Segment Start: Data for the task

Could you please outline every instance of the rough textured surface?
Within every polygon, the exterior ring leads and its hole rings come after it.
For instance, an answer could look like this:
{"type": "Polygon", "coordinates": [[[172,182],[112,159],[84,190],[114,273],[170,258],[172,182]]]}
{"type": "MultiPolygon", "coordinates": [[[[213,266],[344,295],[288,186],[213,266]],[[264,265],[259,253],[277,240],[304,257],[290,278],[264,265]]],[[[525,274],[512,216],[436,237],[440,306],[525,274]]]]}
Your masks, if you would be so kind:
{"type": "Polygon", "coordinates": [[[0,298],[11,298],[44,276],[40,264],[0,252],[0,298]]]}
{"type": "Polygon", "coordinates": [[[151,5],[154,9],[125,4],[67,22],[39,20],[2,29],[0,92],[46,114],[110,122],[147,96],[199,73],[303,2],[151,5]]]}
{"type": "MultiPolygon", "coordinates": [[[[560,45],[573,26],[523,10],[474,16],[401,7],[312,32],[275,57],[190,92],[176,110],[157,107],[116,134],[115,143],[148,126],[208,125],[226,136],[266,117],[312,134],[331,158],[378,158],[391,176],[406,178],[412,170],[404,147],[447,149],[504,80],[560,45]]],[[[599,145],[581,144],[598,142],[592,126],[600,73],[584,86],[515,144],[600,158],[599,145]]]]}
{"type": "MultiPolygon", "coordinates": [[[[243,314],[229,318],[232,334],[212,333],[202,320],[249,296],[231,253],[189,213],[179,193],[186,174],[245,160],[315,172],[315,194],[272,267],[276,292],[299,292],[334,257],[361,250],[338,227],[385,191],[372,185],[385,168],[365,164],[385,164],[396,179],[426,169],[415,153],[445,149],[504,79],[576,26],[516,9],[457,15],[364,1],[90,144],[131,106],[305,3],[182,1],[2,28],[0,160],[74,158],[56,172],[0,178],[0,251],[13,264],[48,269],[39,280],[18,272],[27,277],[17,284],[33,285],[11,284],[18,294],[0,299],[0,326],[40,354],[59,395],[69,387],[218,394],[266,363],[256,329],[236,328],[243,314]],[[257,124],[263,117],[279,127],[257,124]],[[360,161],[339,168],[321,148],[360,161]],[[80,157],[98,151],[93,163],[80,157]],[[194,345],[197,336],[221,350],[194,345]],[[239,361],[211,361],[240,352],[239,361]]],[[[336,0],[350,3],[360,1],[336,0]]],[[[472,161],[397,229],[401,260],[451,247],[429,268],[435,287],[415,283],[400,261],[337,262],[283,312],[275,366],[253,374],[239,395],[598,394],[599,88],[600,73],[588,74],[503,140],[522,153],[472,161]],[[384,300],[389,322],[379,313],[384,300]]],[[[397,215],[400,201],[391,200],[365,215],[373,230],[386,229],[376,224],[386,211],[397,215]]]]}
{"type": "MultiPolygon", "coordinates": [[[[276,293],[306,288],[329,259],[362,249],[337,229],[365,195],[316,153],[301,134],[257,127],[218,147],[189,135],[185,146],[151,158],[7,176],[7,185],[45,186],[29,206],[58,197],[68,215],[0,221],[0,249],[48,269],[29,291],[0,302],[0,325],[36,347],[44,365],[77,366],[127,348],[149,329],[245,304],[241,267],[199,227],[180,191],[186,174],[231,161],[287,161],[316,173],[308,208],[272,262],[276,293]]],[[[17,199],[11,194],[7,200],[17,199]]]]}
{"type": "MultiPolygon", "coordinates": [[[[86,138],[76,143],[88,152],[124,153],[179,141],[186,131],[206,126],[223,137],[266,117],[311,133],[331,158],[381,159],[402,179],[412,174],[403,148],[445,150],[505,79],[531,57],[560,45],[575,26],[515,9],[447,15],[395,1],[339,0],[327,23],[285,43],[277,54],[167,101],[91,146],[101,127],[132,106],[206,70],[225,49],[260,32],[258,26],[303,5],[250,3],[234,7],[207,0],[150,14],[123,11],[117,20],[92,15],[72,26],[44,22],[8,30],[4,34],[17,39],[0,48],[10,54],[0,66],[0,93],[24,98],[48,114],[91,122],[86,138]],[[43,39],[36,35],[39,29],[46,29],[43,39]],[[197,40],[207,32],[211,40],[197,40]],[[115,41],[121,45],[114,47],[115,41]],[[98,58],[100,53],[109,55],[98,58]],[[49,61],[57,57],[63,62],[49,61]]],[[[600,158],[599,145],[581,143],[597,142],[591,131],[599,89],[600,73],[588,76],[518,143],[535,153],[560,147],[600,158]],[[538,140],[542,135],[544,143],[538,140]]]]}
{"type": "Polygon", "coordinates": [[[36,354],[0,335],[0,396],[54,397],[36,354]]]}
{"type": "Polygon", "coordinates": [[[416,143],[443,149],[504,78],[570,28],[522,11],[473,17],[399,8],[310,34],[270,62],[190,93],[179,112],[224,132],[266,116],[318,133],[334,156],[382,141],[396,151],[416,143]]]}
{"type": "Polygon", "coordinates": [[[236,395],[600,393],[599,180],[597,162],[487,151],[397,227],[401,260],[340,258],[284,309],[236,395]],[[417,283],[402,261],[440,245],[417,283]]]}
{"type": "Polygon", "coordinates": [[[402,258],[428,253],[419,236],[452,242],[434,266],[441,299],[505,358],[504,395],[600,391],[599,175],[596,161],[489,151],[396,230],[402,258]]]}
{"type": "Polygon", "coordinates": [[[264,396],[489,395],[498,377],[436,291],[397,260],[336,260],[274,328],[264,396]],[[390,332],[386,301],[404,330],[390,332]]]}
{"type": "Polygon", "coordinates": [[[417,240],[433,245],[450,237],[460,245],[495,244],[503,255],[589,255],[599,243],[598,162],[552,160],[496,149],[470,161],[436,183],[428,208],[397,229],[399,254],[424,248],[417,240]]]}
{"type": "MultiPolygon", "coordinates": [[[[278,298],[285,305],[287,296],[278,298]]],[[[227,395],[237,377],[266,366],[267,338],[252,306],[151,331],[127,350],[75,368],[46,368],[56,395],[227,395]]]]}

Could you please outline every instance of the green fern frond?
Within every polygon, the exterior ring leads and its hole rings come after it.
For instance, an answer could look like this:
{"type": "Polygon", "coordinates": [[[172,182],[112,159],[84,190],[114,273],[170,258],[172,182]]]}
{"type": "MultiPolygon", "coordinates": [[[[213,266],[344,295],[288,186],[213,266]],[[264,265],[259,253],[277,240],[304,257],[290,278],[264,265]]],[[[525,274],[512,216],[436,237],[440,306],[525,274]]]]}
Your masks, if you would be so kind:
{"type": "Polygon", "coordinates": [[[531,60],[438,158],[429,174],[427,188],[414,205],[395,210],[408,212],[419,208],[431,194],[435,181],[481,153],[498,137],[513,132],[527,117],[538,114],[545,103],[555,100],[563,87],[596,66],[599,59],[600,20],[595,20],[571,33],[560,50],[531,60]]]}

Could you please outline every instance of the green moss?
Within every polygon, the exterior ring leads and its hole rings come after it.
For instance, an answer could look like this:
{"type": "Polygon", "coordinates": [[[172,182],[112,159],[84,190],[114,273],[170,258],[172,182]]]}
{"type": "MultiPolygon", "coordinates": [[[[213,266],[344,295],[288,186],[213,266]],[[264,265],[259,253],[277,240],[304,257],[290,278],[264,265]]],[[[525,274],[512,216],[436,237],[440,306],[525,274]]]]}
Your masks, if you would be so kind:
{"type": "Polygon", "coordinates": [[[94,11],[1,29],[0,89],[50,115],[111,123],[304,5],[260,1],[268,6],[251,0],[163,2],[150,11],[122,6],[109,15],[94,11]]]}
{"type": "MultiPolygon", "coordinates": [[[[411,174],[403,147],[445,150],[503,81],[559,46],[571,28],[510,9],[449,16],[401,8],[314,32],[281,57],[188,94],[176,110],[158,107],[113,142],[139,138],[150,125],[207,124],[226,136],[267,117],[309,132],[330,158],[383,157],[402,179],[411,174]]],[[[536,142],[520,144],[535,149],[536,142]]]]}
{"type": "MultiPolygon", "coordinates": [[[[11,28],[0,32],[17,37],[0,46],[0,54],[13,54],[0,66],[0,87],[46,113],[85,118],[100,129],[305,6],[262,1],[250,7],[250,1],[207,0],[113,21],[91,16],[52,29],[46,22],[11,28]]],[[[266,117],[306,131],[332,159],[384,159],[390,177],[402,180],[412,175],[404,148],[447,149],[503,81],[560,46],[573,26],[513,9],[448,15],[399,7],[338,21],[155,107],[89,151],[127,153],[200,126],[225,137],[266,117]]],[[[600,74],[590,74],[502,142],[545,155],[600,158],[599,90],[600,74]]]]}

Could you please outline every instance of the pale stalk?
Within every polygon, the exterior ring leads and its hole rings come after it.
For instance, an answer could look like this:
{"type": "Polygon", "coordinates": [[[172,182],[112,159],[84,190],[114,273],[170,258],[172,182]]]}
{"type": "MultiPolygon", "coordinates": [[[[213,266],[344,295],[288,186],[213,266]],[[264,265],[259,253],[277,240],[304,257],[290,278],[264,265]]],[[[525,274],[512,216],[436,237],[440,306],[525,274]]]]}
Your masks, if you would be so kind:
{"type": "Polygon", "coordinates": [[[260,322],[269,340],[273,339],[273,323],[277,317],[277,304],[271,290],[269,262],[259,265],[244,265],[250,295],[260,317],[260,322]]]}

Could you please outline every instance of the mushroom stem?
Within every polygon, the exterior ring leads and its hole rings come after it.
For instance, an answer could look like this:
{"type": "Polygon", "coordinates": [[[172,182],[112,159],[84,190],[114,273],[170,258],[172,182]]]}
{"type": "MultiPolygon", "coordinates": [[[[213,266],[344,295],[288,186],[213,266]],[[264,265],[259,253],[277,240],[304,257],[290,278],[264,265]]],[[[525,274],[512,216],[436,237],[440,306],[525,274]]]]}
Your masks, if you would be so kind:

Segment End: Data for the task

Required action
Using the data above, tally the lines that contain the string "please" and state only the result.

Response to the task
5